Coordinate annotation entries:
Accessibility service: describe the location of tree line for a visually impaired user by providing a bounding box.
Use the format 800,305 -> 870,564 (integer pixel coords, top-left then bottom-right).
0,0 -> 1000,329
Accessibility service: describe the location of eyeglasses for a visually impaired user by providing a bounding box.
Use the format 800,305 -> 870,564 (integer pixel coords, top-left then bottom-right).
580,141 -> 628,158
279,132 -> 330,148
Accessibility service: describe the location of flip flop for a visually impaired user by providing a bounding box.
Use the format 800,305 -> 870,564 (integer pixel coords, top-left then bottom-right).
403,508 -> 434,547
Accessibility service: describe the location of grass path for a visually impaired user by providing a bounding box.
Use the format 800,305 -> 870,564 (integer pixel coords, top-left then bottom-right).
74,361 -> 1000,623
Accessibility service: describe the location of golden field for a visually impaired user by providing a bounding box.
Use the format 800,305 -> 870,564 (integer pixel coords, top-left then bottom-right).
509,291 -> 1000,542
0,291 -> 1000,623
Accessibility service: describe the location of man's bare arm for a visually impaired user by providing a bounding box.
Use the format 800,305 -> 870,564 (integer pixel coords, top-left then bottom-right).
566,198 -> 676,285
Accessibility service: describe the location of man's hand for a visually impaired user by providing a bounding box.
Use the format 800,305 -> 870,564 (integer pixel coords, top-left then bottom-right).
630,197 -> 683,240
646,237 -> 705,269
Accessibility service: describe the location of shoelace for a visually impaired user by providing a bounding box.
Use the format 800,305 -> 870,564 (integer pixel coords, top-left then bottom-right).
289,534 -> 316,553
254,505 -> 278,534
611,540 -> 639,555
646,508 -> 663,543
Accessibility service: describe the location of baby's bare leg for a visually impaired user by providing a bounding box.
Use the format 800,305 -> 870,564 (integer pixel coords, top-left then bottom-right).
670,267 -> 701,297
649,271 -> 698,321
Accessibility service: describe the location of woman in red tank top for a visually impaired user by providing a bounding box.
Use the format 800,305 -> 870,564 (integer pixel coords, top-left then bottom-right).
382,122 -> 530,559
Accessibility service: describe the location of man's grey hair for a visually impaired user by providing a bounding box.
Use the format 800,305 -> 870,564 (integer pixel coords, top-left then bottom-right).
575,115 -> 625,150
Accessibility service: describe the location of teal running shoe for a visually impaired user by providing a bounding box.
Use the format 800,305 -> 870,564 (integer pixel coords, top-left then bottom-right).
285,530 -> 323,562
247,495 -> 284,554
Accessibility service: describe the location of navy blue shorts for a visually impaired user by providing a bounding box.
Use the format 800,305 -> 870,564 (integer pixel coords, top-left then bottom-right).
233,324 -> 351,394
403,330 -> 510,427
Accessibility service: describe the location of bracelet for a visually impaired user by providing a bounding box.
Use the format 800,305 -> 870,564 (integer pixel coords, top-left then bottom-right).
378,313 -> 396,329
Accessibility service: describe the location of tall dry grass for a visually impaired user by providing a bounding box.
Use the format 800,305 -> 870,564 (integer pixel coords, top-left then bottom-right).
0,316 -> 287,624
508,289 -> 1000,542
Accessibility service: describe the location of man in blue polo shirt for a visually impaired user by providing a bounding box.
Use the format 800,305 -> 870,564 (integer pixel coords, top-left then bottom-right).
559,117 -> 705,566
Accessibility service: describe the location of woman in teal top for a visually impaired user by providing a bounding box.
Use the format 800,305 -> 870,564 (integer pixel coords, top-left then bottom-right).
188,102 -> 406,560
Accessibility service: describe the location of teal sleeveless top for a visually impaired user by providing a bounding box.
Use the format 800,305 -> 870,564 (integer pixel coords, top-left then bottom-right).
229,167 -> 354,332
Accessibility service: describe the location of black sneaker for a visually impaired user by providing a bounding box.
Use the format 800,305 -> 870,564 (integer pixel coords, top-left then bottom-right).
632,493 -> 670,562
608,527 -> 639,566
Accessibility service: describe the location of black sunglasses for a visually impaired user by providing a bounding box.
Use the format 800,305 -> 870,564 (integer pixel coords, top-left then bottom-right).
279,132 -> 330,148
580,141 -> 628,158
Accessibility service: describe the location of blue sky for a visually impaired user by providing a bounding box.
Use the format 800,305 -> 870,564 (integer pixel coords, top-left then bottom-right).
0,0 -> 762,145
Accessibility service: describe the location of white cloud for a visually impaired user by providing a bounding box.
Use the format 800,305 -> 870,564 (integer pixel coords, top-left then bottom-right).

■ **Exercise directions**
Reproduce all of the rows above word for word, with no changes.

■ **Result of this task**
Accessibility service: describe the location of tree line for a visually impaired user by providing a bounding box.
Use the format 800,305 -> 870,564 (integer pixel coords, top-left then bottom-right).
0,0 -> 1000,329
Accessibility service: describe the location of eyeglasses for a visually impaired user by providing a bounding box.
Use the format 800,305 -> 870,564 (integer pixel coords, top-left then bottom-right).
580,141 -> 628,158
279,132 -> 330,148
Accessibility service: describe the location of flip flop for a visually impaired user by providing a bounding box.
Use the format 800,305 -> 870,564 (integer pixel coords, top-left then bottom-right).
403,508 -> 434,547
Accessibility service: describe the location of grass path for a visually impaired user by providing a bounding box.
Use the format 800,305 -> 870,564 (integer pixel coords, top-left then bottom-right).
74,361 -> 1000,623
Accessibility service: describe the location of golden field for a visually impaired user by providing a bounding box.
Use the format 800,305 -> 870,564 (integer pixel coords, top-left then bottom-right).
509,291 -> 1000,542
0,291 -> 1000,623
Accessibility service: describe the location of man's bare arm for a visually impaired user by providing a bounding box.
Use the format 800,305 -> 870,564 (integer pixel coords, top-left then bottom-right).
566,198 -> 676,285
Accessibility service: describe the location of man's hand for a visually impaired user by providing a bounding box.
Use the format 800,305 -> 870,564 (integer pixel coords, top-left then bottom-right).
630,197 -> 683,240
646,237 -> 705,269
Accessibility service: describe the location of shoelace for a visually impaired user by providing a bounding box.
Use the format 800,305 -> 870,564 (integer pixel coords, top-left then bottom-right).
289,534 -> 316,553
254,505 -> 278,534
611,540 -> 639,555
646,508 -> 663,543
Accessibility service: describe the location of baby's bare leg for a visually impaired user by providing a bounding box.
Use the format 800,305 -> 870,564 (integer pixel coords, top-left then bottom-right).
670,267 -> 701,297
649,271 -> 698,321
Accessibility service: describe the location of woman in red tank top for a visually impaired user by providing a bounding box.
Use the format 800,305 -> 870,564 (integer pixel coords, top-left then bottom-right).
382,122 -> 530,559
Accessibility service: describe the location of man's grey hair for a visually impaired user by providing a bounding box.
Use the format 800,305 -> 870,564 (integer pixel coords, top-left then bottom-right).
575,115 -> 625,150
Accessibility service: describe the location of teal running shoe for a visually impaired user by providing a bounding box.
Use the format 800,305 -> 870,564 (integer pixel coords, top-left then bottom-right).
285,530 -> 323,562
247,495 -> 284,554
Accessibility service: describe the location of navy blue shorts for a visually impaired user by providing a bounding box.
Use the format 800,305 -> 870,564 (integer pixel coords, top-left then bottom-right).
233,324 -> 351,394
403,330 -> 510,427
Accessibility service: describe the location of bracelet for a visually impaired user by providing a bounding box.
Use the format 800,305 -> 870,564 (integer pixel coords, top-left then bottom-right).
378,313 -> 396,329
Accessibility service: describe the location of tall dry grass for a visually impaired user by providing a bounding box.
Use the format 800,305 -> 870,564 (integer pixel coords, top-left then bottom-right).
0,316 -> 287,624
508,289 -> 1000,542
Accessibility service: describe the location of man in blue polo shirt for a visually impaired user by providing a bounding box.
Use the format 800,305 -> 870,564 (integer pixel coords, top-left then bottom-right).
559,117 -> 705,566
Accessibility service: describe the location of woman in teal top for a visually impaired user by providing a bounding box.
Use the format 800,305 -> 870,564 (integer pixel coords, top-left then bottom-right).
188,102 -> 406,560
Accessibility service: describe the location of teal sleeveless top for a visually impaired user by providing a bounding box.
Use the format 800,305 -> 870,564 (integer pixel coords, top-left then bottom-right).
229,167 -> 354,332
Accessibility service: describe the location of black sneaker for a visually impaired user by providing a bounding box.
Use the format 800,305 -> 870,564 (integer pixel coords, top-left then bottom-right).
632,493 -> 670,562
608,527 -> 639,566
Accessibility service: describe the location of black sunglasses for a visually impaired user by providing a bounding box.
Use the format 800,305 -> 870,564 (integer pixel coords, top-left then bottom-right).
279,132 -> 330,148
580,141 -> 628,158
Accessibility service: describe the location of blue sky for a visually impaired user by providing a bounding box.
Use the format 800,305 -> 870,564 (integer pixel coords, top-left then bottom-right).
0,0 -> 762,145
Accessibility service: describe the location of white cloud for a visually impaired user by providing a bounding box.
Use the format 800,305 -> 870,564 (integer pixel coords, top-left then bottom-right).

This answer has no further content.